• _Excerpted records_

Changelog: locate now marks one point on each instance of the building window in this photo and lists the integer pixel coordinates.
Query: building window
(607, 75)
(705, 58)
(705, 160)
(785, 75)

* * *

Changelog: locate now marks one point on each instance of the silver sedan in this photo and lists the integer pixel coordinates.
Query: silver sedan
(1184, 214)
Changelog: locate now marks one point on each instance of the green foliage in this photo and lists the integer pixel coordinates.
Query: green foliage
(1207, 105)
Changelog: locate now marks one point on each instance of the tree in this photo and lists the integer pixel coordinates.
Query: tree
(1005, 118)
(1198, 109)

• _Work to be completed_
The answer must consist of every line from the data that contains the word "instance".

• _Solved exercise_
Changelog: locate now marks one point on each instance of the building window in this photo and lists the integer pixel coordinates.
Changelog: locate now marks one point on each instance of the silver sedan in this photo and lists the integer pixel coordinates.
Changelog: locate now marks one point on each instance of the green foliage in this photo and lists the integer pixel coordinates.
Changelog: locate now marks one point on each instance of the tree in this photo and lists the integer pixel coordinates.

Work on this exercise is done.